#### EXERCISE GOAL:
For this exercise, return exactly the lines of the material below that begin at the one with "negative clicks: (334, 315) (333, 308)" and stop after the one with "box: [247, 339, 398, 379]".

#### DATA PROVIDED:
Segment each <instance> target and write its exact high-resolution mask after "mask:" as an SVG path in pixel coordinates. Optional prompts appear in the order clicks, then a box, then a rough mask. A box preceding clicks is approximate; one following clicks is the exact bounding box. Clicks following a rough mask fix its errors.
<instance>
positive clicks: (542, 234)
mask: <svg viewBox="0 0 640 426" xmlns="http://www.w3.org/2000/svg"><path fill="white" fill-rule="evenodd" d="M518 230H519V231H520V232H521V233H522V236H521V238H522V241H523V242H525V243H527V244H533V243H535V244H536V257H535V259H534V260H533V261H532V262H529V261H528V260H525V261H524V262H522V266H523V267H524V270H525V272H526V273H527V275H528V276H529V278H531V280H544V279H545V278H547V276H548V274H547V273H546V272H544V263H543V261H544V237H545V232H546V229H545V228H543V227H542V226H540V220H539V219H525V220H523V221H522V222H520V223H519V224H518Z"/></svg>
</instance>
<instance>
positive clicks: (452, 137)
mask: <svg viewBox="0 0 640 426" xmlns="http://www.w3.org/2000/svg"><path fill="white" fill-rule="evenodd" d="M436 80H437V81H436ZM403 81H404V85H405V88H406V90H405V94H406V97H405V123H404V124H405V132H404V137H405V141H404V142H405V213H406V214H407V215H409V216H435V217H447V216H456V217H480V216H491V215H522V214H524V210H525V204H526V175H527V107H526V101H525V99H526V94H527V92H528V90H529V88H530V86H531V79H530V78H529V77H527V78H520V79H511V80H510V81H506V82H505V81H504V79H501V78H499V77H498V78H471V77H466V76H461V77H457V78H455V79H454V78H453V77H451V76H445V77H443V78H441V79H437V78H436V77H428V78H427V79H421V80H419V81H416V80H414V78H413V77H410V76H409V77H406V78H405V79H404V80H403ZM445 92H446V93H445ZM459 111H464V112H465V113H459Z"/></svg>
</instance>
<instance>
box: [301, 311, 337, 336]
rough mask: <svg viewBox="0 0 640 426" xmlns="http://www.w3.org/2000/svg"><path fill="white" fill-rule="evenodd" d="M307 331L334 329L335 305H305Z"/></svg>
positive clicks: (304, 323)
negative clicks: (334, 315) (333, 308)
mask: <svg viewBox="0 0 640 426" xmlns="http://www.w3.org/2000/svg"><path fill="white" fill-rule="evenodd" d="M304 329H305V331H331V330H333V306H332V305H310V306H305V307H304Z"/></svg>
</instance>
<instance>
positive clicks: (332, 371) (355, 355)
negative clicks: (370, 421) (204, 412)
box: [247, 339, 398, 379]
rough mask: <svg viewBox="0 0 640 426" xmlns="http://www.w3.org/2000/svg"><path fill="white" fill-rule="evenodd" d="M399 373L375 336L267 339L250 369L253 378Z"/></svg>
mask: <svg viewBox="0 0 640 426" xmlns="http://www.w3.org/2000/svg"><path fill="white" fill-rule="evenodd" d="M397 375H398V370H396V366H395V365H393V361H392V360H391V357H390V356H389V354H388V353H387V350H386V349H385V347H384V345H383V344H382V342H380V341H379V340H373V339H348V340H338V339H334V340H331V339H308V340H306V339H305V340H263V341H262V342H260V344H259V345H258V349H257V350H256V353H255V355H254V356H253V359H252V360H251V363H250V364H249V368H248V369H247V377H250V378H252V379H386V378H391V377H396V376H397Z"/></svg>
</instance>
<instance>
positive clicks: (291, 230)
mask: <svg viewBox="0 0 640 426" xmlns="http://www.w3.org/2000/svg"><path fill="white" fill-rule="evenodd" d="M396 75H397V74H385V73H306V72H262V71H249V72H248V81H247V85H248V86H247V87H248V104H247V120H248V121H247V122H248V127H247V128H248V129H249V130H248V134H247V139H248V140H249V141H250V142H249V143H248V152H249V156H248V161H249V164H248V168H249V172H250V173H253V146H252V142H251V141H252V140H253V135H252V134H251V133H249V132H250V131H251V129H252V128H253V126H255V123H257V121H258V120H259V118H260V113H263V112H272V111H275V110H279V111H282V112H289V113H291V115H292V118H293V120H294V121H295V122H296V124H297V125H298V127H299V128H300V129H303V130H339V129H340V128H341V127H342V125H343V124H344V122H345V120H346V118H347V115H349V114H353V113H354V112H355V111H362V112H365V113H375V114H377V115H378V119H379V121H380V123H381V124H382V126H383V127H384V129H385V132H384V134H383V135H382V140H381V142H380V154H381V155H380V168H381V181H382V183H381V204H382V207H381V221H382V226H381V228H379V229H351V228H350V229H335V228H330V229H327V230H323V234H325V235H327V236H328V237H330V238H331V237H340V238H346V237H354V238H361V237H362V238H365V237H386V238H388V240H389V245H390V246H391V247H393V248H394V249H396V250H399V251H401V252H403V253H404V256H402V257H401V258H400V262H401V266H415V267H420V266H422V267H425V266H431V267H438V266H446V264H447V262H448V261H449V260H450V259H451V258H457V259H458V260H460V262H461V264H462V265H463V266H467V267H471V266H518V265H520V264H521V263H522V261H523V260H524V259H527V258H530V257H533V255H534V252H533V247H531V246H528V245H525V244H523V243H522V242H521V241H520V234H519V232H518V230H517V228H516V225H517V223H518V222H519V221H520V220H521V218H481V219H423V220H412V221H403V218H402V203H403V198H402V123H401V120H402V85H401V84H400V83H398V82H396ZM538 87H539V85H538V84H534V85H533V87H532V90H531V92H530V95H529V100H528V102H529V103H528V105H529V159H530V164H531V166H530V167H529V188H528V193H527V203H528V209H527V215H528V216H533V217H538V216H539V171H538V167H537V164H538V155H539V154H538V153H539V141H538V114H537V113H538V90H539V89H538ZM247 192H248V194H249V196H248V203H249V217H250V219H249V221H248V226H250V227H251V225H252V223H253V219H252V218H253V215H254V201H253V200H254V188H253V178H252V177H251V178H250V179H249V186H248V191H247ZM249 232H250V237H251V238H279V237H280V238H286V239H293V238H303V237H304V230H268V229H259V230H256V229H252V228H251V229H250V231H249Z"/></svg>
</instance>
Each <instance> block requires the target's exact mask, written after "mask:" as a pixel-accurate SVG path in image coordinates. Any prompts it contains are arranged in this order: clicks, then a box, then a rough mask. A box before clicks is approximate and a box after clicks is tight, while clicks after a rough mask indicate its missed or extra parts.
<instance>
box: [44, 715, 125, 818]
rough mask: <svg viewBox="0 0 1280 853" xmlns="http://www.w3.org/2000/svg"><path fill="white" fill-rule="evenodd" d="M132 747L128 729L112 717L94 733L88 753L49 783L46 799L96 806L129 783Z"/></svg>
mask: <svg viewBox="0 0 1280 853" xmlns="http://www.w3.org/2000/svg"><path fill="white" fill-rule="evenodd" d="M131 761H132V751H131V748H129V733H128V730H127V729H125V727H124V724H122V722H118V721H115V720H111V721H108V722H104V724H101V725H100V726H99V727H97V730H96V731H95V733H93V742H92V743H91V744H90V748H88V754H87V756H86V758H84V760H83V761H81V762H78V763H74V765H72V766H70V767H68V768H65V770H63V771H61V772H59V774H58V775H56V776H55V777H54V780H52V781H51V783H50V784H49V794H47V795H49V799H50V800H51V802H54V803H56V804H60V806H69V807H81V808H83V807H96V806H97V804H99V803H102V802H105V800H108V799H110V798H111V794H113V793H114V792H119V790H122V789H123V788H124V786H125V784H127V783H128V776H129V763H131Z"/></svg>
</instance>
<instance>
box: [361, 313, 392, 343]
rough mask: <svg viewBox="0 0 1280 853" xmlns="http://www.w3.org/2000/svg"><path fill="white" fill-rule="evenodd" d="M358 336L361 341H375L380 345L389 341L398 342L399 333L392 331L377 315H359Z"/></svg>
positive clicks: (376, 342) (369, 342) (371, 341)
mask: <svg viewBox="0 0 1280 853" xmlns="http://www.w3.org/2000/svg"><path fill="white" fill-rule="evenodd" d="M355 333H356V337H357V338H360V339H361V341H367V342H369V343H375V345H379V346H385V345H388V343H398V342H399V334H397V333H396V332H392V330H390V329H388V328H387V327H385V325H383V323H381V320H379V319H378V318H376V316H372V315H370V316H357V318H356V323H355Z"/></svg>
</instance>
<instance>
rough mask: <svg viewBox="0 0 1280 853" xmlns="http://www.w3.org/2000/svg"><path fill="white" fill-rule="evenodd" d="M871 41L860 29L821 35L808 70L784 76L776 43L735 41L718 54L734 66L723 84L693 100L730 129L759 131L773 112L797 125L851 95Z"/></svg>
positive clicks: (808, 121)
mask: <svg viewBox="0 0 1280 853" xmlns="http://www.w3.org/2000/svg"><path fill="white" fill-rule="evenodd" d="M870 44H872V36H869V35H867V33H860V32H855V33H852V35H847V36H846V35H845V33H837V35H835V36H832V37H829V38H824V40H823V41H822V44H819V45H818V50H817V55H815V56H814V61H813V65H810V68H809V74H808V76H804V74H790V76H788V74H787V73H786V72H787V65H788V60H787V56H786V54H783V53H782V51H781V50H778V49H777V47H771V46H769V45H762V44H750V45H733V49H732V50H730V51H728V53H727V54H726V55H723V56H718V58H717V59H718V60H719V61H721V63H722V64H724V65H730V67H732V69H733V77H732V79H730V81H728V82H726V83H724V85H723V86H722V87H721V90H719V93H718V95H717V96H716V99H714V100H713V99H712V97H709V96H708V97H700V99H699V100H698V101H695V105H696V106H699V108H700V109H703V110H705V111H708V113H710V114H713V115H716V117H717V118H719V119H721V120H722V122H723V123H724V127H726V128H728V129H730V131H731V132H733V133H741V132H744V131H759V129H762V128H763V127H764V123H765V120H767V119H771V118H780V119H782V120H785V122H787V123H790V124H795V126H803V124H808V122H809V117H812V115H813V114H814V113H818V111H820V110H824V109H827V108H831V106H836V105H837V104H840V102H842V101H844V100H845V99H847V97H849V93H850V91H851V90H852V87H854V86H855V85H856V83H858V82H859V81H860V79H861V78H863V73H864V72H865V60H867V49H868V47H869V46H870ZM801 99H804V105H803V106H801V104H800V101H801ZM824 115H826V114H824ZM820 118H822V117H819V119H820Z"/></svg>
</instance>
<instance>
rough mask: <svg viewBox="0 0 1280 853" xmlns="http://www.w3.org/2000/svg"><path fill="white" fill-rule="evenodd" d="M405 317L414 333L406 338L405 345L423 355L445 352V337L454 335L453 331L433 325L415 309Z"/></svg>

#### EXERCISE RESULT:
negative clicks: (334, 315) (333, 308)
mask: <svg viewBox="0 0 640 426" xmlns="http://www.w3.org/2000/svg"><path fill="white" fill-rule="evenodd" d="M304 329H305V331H331V330H333V306H332V305H310V306H305V307H304Z"/></svg>
</instance>
<instance>
positive clicks: (332, 371) (355, 355)
negative clicks: (370, 421) (204, 412)
box: [247, 339, 398, 379]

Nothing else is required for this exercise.